DELİLLERİN DEĞERLENDİRİLMESİ VE GEREKÇE;
Mahkememizce yapılan yargılama sonucunda; tarafların beyanları, deliller ve tüm dosya kapsamına göre;
Dava, destek …’ün, asıl işvereni …, …. Şti. ve …. Şti. adi ortaklığı, alt işvereni ise …. Şti. olan şirkette işçi olarak çalıştığı sırada trafik kazasında hayatını kaybetmesinden kaynaklanan destekten yoksun kalma tazminatı ve manevi tazminat istemine ilişkindir.
Kamu düzeniyle ilgili olan görev konusu, HMK’nin 115/1 ve 114/1-c maddeleri uyarınca Mahkemelerce yargılamanın her aşamasında kendiliğinden ele alınması gerekir.

§ **Sağlanan Bilgiler**

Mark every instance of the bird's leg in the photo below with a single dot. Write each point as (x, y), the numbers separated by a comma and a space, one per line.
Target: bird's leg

§ **Görevler ve Alıştırmalar**
[A] Okuma metnindeki "Kamu düzeniyle ilgili" ifadesinden "ele alınması gerekir." ifadesine kadar olan bölümü hiç değiştirmeden geri verin.
[B] Okuma metnine göre görev konusunun yargılamanın her aşamasında kendiliğinden ele alınması hangi HMK maddelerine dayanır?

§ **Görevlere Göre Yanıtlar**
[A]
Kamu düzeniyle ilgili olan görev konusu, HMK’nin 115/1 ve 114/1-c maddeleri uyarınca Mahkemelerce yargılamanın her aşamasında kendiliğinden ele alınması gerekir.

[B] HMK'nin 115/1 ve 114/1-c maddelerine.